═════ Data shown

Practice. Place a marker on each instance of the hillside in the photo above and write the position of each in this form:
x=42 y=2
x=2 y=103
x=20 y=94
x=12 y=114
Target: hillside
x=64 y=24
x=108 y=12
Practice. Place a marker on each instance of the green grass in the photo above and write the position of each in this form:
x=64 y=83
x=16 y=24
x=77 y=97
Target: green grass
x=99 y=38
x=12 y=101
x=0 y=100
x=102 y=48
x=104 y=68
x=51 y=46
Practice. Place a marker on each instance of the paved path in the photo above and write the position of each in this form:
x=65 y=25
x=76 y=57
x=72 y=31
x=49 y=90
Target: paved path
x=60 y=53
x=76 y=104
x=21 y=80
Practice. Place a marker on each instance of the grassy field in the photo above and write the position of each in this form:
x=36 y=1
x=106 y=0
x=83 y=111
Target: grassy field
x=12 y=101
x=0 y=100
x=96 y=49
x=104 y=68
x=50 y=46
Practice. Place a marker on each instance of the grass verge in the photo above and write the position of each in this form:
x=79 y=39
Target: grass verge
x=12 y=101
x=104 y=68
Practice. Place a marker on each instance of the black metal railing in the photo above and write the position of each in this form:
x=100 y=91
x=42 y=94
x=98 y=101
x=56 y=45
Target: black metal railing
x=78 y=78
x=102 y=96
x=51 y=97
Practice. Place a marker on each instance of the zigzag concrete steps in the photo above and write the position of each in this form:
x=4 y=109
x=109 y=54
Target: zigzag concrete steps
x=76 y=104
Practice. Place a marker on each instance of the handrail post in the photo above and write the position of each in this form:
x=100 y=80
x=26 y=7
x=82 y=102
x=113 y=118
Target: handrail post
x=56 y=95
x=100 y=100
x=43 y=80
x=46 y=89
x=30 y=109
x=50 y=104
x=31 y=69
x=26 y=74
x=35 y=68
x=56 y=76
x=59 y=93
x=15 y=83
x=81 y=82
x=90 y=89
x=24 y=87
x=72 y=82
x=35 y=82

══════════
═════ Data shown

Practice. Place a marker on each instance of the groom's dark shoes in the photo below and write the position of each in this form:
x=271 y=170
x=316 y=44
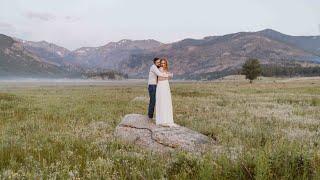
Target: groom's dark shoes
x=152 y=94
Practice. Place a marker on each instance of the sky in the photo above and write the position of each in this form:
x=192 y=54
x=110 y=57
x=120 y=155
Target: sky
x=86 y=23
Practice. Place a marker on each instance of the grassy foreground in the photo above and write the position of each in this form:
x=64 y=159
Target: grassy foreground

══════════

Required work:
The answer must be a single number: how many lines of the data include the string "foreground".

Task output:
2